GIVEN PROBLEM
Pick out and copy every line of the records that contains the word "story".

DATA TO USE

<<<<

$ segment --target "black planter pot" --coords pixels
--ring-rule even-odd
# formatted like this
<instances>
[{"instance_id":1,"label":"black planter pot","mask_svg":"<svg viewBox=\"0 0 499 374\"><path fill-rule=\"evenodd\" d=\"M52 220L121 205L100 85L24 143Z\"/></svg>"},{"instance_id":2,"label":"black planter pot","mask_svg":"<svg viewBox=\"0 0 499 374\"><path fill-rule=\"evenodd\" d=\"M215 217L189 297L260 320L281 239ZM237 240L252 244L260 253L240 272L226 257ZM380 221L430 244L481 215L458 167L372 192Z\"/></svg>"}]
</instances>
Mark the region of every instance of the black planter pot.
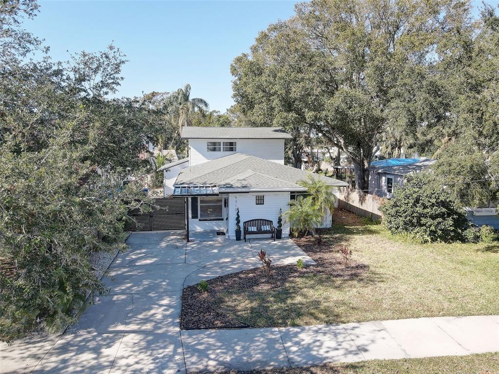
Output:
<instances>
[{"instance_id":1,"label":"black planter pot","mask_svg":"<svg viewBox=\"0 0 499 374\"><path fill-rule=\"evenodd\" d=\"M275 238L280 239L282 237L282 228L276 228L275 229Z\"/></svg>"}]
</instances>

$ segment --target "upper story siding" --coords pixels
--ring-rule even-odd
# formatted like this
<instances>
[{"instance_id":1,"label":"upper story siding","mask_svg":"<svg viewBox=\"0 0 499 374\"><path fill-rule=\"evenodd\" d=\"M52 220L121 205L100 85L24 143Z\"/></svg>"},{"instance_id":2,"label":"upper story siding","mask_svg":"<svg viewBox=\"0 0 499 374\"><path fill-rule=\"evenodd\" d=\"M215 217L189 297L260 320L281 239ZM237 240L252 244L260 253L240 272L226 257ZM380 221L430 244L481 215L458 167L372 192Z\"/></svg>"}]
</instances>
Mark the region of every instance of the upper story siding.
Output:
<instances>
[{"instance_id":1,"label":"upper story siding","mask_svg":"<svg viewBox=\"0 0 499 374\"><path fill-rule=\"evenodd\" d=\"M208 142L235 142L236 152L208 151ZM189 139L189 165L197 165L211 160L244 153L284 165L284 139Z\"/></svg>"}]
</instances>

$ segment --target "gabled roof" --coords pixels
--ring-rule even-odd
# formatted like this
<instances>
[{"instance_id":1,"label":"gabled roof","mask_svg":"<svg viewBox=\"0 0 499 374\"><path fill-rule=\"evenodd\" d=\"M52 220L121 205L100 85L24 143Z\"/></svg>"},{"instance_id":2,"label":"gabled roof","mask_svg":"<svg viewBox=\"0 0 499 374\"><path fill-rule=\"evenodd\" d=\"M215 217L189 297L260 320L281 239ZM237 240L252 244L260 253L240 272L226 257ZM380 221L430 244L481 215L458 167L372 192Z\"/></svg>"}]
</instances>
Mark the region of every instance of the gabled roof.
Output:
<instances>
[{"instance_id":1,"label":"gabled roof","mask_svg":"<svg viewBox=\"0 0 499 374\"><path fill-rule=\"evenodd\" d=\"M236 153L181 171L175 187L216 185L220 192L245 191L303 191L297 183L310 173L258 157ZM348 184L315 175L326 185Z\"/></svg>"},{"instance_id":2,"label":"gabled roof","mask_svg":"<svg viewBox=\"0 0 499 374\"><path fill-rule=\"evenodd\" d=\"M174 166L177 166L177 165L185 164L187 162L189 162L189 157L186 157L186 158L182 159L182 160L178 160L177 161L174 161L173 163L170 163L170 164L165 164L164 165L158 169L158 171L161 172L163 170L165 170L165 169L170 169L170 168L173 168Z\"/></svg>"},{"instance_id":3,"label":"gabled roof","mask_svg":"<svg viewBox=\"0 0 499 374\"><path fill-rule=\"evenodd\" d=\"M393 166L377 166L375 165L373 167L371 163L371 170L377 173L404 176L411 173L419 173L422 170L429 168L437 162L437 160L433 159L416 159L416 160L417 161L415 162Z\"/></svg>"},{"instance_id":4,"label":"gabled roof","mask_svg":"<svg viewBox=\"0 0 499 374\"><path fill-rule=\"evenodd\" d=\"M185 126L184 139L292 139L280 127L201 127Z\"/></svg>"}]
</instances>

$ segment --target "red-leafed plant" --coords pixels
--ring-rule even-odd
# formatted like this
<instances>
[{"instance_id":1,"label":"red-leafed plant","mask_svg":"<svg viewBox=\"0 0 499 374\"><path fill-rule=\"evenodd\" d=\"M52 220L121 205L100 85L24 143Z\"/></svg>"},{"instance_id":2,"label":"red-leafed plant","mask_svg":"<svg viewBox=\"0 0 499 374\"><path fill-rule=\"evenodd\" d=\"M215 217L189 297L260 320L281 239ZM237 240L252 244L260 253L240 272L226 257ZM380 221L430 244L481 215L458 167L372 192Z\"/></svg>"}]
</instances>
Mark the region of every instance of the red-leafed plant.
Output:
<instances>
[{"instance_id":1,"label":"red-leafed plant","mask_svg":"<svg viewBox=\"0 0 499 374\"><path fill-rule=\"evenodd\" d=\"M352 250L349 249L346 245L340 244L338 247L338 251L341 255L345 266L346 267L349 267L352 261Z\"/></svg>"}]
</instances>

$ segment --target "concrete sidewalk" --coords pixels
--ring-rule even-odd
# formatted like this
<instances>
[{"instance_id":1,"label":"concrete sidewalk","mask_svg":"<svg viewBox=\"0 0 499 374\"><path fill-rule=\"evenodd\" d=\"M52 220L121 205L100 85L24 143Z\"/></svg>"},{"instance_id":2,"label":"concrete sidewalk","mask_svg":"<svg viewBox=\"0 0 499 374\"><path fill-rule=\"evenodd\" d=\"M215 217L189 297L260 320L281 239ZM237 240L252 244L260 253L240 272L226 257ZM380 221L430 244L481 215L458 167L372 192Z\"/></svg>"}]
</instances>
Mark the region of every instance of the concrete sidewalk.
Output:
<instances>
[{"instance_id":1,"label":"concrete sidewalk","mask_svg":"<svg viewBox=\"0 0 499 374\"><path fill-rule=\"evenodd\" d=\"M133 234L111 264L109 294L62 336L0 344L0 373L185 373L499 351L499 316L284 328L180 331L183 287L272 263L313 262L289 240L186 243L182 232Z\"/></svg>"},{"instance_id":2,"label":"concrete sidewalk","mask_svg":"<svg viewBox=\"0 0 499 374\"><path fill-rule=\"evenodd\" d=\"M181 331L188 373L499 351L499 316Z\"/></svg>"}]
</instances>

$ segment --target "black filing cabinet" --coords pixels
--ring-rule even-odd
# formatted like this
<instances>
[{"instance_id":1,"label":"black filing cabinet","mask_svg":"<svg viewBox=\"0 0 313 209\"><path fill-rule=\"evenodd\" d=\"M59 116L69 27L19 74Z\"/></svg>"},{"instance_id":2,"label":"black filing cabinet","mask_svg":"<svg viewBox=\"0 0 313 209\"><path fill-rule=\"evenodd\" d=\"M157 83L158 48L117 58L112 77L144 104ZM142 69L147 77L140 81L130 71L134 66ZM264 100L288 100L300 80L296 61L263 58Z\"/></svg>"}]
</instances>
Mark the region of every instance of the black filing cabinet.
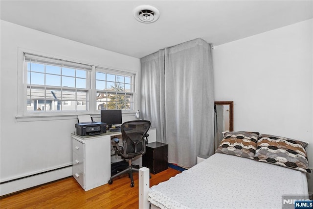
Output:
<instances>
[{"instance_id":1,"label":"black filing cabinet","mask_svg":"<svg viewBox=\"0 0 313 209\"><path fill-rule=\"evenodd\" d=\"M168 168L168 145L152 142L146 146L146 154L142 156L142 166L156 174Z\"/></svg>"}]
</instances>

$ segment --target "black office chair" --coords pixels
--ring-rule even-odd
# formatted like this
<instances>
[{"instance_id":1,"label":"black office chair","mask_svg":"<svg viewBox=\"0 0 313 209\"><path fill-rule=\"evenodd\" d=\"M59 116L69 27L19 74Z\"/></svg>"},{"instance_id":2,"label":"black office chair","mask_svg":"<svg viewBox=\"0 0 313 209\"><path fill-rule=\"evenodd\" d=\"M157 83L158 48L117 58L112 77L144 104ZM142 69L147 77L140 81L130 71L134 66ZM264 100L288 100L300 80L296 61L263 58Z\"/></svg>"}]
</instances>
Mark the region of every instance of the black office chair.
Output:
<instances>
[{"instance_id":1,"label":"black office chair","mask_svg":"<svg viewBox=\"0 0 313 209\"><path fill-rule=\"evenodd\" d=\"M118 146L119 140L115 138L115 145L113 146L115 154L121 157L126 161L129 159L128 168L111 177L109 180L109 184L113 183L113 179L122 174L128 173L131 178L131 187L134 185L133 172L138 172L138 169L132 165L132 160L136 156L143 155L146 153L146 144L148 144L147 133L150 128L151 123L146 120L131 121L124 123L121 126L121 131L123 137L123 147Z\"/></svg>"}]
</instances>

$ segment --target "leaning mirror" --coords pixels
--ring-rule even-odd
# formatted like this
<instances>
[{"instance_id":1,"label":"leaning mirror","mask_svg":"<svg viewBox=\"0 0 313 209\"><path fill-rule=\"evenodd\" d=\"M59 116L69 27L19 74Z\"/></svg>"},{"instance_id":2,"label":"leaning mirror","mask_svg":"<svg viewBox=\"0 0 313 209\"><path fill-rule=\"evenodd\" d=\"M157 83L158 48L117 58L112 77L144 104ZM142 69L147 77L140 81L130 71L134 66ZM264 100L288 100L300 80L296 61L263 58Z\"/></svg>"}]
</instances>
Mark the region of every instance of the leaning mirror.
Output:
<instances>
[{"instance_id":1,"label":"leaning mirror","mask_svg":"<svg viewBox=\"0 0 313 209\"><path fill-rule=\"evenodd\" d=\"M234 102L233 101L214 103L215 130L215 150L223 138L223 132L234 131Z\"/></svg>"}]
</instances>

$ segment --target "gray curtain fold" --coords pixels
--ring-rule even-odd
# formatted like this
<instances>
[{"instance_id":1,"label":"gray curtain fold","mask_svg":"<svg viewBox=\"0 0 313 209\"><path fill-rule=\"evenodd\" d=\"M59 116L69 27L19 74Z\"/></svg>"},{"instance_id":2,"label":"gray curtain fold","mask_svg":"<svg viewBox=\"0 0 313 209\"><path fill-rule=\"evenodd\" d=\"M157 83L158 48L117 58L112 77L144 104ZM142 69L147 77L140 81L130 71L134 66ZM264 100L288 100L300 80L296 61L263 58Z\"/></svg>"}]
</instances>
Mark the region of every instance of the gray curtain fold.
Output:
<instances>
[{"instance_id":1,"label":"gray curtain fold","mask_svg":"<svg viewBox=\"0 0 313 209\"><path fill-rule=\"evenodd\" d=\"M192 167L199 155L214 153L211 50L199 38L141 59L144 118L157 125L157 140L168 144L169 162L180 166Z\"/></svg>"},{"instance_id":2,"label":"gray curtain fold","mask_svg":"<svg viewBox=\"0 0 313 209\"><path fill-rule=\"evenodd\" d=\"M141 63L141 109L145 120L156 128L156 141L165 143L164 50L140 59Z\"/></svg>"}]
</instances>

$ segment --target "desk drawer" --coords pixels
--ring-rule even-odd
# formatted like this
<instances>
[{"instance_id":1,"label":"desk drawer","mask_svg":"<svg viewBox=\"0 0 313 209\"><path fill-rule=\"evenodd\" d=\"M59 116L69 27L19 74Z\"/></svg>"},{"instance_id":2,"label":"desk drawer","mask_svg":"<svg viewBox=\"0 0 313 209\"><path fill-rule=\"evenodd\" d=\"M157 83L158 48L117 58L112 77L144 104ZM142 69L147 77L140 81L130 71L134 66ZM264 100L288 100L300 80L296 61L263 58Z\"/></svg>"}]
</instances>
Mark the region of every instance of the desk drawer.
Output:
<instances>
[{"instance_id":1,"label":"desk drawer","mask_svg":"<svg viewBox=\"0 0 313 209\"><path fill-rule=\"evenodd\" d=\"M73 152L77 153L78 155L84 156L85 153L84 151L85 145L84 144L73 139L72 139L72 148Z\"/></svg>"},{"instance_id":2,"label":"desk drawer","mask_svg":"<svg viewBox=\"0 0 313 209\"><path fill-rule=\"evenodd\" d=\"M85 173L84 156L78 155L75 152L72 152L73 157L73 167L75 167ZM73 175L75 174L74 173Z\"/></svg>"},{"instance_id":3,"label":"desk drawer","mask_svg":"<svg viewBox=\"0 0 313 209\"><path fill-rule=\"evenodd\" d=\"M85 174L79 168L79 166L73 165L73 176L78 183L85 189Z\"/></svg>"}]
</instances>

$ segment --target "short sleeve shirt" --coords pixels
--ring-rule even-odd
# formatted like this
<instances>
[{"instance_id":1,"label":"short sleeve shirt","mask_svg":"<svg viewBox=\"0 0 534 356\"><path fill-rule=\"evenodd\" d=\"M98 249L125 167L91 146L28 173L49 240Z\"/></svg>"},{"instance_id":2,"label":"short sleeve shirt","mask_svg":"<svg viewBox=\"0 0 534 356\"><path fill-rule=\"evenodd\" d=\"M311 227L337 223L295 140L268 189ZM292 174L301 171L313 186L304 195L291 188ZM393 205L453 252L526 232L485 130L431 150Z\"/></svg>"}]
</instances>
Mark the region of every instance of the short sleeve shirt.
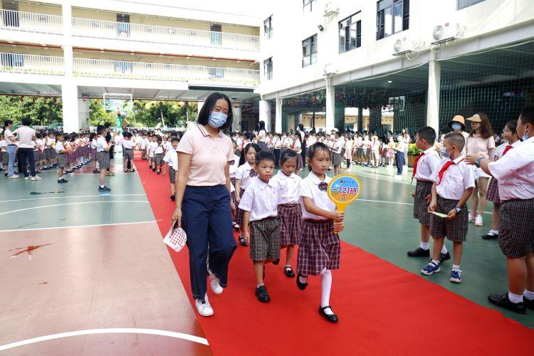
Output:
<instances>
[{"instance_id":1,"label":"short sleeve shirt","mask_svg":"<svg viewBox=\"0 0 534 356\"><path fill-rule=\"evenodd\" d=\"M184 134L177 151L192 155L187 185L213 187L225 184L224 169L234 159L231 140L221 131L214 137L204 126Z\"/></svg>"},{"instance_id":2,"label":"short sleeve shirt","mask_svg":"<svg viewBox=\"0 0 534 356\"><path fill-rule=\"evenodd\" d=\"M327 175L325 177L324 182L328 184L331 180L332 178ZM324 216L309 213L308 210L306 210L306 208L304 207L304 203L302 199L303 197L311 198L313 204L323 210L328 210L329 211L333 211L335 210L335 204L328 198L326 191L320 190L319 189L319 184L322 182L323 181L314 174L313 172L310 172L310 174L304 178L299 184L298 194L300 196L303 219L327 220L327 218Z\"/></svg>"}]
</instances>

>>>>

CORRECT OUTPUT
$ segment --target "upper story siding" --coords pixels
[{"instance_id":1,"label":"upper story siding","mask_svg":"<svg viewBox=\"0 0 499 374\"><path fill-rule=\"evenodd\" d=\"M52 220L121 205L100 85L24 143Z\"/></svg>"},{"instance_id":2,"label":"upper story siding","mask_svg":"<svg viewBox=\"0 0 499 374\"><path fill-rule=\"evenodd\" d=\"M215 217L189 297L260 320L281 239ZM237 240L252 244L260 253L240 272L226 257ZM380 221L430 244L481 215L458 167L372 192Z\"/></svg>"}]
Mark the region of every instance of the upper story siding.
[{"instance_id":1,"label":"upper story siding","mask_svg":"<svg viewBox=\"0 0 499 374\"><path fill-rule=\"evenodd\" d=\"M208 142L235 142L236 152L208 151ZM189 139L189 165L197 165L211 160L244 153L284 165L284 139Z\"/></svg>"}]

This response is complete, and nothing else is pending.